■ **Exercise directions**: Without the pictures, print each of the records below exactly as it appears.

■ **Listed records**:
::::::::
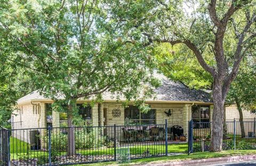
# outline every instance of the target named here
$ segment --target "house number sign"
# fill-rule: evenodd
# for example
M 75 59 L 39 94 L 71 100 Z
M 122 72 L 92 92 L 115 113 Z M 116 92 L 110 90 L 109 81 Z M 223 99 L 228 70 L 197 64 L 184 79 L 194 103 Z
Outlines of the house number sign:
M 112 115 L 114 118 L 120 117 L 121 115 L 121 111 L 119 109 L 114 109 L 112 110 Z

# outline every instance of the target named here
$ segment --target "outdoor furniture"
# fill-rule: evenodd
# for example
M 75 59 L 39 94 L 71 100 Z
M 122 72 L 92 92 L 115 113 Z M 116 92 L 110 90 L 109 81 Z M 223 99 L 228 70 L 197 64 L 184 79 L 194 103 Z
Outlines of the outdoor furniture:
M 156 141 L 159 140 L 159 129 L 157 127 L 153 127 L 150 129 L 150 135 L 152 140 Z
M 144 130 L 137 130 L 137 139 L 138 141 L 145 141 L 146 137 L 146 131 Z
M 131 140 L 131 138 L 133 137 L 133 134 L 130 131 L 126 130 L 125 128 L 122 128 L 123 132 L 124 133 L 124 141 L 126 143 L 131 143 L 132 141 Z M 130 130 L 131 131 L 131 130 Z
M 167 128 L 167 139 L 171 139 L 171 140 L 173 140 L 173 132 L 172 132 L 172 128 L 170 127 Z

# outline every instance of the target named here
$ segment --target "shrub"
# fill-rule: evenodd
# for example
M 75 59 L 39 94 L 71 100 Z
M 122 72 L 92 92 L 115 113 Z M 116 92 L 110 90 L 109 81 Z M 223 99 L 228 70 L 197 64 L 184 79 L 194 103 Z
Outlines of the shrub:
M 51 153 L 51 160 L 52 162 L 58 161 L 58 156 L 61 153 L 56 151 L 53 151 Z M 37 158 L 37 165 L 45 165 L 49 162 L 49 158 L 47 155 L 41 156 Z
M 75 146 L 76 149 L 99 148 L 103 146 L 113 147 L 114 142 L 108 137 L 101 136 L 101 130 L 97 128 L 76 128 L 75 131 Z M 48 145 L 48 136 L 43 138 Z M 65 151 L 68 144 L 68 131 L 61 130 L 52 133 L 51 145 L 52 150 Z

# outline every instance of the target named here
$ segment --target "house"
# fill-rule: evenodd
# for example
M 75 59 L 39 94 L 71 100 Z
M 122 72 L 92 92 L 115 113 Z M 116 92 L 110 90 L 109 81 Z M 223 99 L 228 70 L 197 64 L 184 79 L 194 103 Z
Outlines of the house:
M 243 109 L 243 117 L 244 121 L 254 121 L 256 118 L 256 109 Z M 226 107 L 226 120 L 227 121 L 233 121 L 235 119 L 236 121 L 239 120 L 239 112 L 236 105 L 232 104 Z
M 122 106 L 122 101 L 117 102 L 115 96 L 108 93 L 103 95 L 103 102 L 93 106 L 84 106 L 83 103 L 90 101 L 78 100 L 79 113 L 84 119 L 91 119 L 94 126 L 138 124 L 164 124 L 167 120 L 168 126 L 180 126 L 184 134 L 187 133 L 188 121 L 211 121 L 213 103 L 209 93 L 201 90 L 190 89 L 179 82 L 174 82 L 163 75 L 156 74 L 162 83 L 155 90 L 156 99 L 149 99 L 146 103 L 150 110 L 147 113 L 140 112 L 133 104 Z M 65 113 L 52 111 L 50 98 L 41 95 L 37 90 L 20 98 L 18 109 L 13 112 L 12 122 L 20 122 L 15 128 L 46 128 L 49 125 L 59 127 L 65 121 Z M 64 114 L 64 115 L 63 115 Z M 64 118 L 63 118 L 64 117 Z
::::::::
■ **Answer to this problem**:
# outline every instance of the target named here
$ segment --target "house number sign"
# fill-rule: evenodd
# for example
M 75 59 L 39 94 L 71 100 Z
M 122 72 L 92 92 L 115 113 Z M 116 92 L 110 90 L 109 81 Z M 223 99 L 228 70 L 197 64 L 184 79 L 194 103 Z
Outlines of the house number sign:
M 112 115 L 114 118 L 120 117 L 121 115 L 121 111 L 119 109 L 114 109 L 112 110 Z

# outline every instance of the target named here
$ segment --target "outdoor furniture"
# fill-rule: evenodd
# for example
M 75 59 L 39 94 L 71 100 Z
M 122 72 L 92 92 L 115 113 Z M 116 92 L 110 90 L 109 81 Z M 223 99 L 228 70 L 197 64 L 184 79 L 194 103 Z
Outlines of the outdoor furniture:
M 156 141 L 159 140 L 159 129 L 157 127 L 153 127 L 150 129 L 150 135 L 152 140 Z
M 144 130 L 137 130 L 137 139 L 138 141 L 145 141 L 146 137 L 146 131 Z
M 131 140 L 131 138 L 133 137 L 133 134 L 130 131 L 126 130 L 125 128 L 122 128 L 123 132 L 124 133 L 124 141 L 126 143 L 131 143 L 132 141 Z M 130 130 L 131 131 L 131 130 Z
M 167 128 L 167 139 L 171 139 L 171 140 L 173 140 L 173 132 L 172 132 L 172 128 L 170 127 Z

# outline every instance of the target named here
$ segment --target "shrub"
# fill-rule: evenodd
# for example
M 75 59 L 39 94 L 71 100 Z
M 122 72 L 92 92 L 115 113 Z M 116 92 L 110 90 L 109 81 Z M 223 99 L 228 70 L 197 64 L 184 79 L 194 103 Z
Outlines of the shrub:
M 51 153 L 51 160 L 52 162 L 58 161 L 58 156 L 61 153 L 56 151 L 53 151 Z M 37 158 L 37 165 L 45 165 L 49 162 L 49 158 L 47 155 L 41 156 Z
M 75 146 L 76 149 L 99 148 L 103 146 L 113 147 L 114 142 L 108 137 L 101 136 L 101 130 L 97 128 L 76 128 L 75 131 Z M 48 145 L 48 136 L 43 138 Z M 65 151 L 68 144 L 68 131 L 61 130 L 52 133 L 51 145 L 52 150 Z

# outline every instance of the target named here
$ segment --target "house"
# fill-rule: evenodd
# for example
M 75 59 L 39 94 L 71 100 Z
M 122 72 L 92 92 L 115 113 Z M 116 92 L 110 90 L 109 81 Z M 223 99 L 228 70 L 197 64 L 184 79 L 194 103 Z
Outlines of the house:
M 243 109 L 243 117 L 244 121 L 254 121 L 256 118 L 256 109 Z M 226 107 L 226 120 L 227 121 L 233 121 L 235 119 L 236 121 L 239 120 L 239 112 L 236 105 L 232 104 Z
M 122 106 L 122 101 L 117 102 L 115 96 L 108 93 L 103 95 L 103 102 L 93 106 L 84 106 L 83 103 L 90 101 L 78 100 L 79 113 L 84 119 L 91 119 L 94 126 L 138 124 L 164 124 L 167 120 L 168 126 L 180 126 L 184 134 L 187 133 L 188 121 L 211 121 L 213 103 L 209 93 L 201 90 L 190 89 L 179 82 L 174 82 L 163 75 L 156 74 L 162 83 L 155 90 L 156 99 L 149 99 L 146 103 L 150 110 L 147 113 L 140 112 L 133 104 Z M 65 113 L 52 111 L 50 98 L 41 95 L 37 90 L 20 98 L 18 109 L 13 112 L 12 122 L 20 122 L 15 128 L 46 128 L 49 125 L 59 127 L 65 121 Z M 64 114 L 64 115 L 63 115 Z M 64 118 L 63 118 L 64 117 Z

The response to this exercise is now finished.